= Given data =

-- begin --

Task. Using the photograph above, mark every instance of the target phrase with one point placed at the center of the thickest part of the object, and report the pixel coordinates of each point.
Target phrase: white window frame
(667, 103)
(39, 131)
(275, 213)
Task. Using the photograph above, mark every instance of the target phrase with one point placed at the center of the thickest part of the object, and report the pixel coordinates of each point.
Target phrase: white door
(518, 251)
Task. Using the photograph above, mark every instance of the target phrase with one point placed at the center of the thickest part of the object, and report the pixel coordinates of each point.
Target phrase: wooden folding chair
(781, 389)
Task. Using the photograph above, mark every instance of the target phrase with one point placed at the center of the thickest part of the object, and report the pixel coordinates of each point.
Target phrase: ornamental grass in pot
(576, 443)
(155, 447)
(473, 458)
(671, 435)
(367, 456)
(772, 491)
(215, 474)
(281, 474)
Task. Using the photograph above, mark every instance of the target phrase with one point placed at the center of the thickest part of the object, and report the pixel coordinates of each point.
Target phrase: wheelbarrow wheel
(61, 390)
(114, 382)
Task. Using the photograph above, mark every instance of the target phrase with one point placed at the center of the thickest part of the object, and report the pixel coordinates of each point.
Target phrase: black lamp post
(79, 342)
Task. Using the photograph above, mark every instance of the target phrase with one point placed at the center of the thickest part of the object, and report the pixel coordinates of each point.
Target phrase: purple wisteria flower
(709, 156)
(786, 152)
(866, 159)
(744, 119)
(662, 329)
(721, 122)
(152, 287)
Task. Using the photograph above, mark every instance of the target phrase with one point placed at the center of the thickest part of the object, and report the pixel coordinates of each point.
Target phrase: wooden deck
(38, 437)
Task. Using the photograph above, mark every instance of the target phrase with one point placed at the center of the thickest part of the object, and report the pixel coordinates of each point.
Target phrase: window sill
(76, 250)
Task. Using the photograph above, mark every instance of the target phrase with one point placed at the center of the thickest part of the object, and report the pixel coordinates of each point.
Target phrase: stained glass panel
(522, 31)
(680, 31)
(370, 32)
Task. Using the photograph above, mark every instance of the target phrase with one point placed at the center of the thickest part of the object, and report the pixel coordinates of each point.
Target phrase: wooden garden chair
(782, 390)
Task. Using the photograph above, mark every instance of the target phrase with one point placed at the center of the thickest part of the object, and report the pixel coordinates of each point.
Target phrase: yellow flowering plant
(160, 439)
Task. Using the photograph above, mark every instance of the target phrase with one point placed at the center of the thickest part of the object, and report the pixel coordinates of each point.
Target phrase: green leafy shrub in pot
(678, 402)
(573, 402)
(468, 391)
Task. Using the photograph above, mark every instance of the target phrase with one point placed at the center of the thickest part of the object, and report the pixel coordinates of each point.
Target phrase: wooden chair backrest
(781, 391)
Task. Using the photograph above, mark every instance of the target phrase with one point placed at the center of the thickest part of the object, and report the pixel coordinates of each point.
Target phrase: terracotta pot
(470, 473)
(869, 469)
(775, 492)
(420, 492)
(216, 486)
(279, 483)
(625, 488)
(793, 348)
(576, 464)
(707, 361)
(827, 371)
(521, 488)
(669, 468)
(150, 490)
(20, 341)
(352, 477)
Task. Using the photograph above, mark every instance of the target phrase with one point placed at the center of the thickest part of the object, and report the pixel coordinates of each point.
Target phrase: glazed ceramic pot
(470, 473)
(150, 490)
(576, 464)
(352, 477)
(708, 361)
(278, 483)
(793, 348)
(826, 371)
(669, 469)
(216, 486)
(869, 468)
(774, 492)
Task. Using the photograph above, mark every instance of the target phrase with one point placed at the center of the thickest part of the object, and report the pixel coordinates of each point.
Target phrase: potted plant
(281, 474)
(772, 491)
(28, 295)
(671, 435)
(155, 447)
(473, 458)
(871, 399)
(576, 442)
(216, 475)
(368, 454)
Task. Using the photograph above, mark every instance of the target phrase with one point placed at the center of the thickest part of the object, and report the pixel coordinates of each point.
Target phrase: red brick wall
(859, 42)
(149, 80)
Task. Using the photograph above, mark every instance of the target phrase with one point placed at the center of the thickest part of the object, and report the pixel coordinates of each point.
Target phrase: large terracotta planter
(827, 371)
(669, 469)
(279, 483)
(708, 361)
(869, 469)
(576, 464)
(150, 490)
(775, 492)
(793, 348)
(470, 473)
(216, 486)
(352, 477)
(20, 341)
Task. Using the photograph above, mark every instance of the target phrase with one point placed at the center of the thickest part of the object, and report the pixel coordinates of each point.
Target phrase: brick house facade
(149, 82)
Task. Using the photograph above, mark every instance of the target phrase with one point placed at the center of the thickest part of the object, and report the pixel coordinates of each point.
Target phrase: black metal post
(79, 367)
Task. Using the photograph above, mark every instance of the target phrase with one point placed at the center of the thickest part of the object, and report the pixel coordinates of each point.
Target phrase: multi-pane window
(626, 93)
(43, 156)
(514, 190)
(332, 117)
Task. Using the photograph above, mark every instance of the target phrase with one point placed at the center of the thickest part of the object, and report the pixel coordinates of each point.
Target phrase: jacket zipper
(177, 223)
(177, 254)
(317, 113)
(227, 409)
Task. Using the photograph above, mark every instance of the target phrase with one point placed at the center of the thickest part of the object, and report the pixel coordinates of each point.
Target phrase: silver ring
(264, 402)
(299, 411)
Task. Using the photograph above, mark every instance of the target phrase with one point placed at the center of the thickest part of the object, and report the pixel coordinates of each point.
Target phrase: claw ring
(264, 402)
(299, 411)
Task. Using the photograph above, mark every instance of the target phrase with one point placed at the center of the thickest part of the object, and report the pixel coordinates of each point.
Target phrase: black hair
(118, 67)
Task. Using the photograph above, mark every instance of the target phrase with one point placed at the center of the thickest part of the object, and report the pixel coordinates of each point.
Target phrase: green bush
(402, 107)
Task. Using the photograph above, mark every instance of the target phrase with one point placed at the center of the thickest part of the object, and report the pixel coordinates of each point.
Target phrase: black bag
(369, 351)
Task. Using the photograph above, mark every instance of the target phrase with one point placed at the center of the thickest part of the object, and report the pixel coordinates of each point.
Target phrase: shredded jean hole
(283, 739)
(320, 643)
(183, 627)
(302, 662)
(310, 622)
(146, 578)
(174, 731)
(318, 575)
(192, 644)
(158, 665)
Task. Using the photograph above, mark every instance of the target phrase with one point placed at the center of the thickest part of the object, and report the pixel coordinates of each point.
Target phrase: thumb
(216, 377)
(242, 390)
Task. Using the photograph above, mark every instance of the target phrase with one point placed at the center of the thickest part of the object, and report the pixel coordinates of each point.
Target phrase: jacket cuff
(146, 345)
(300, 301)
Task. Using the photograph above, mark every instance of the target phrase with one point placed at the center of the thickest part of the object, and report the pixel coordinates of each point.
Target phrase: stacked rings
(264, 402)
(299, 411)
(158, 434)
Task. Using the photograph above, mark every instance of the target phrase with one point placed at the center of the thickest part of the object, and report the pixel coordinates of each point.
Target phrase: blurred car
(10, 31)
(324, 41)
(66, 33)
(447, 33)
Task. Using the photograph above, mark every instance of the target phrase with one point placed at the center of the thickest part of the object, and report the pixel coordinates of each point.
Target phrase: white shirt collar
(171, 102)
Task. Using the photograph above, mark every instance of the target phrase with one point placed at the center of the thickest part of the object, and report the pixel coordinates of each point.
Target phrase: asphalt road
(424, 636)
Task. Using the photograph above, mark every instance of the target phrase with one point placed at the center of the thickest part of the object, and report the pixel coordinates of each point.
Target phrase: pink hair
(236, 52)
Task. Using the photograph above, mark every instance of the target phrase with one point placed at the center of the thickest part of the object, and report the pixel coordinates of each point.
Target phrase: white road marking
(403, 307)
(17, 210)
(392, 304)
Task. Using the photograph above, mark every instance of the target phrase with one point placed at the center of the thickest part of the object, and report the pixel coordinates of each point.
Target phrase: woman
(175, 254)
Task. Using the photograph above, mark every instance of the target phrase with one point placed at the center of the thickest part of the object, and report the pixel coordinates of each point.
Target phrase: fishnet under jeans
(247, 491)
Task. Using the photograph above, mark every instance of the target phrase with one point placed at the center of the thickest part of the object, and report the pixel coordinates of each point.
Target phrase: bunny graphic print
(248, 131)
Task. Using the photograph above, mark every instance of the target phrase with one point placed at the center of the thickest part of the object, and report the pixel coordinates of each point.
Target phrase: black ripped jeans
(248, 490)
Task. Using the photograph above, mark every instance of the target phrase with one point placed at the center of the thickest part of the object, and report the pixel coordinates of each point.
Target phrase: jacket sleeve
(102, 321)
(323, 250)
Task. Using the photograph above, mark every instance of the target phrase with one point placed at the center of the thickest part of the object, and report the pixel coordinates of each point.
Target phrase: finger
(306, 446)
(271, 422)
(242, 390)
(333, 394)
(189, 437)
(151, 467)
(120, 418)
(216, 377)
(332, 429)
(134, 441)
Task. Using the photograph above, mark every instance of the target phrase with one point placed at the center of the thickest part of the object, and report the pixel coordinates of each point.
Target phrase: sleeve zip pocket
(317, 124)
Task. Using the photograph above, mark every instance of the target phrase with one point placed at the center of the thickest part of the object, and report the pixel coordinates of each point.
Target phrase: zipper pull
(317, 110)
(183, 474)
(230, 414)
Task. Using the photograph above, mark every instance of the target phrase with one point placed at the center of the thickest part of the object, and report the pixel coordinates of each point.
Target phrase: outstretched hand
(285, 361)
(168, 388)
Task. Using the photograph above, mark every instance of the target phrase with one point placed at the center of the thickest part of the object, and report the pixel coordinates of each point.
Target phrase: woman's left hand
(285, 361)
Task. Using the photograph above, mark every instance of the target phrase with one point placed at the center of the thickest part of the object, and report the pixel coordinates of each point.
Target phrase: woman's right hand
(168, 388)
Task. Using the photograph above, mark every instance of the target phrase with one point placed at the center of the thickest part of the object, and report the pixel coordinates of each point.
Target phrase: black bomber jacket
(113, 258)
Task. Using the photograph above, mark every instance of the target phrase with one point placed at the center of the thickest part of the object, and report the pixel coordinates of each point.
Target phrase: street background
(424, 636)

-- end --

= Given exercise =
Identify each line in the records above that contains the word "black" and copy those lines.

= Final answer =
Target phrase: black lamp post
Target phrase: black metal post
Target phrase: black hair
Target phrase: black bag
Target phrase: black ripped jeans
Target phrase: black bomber jacket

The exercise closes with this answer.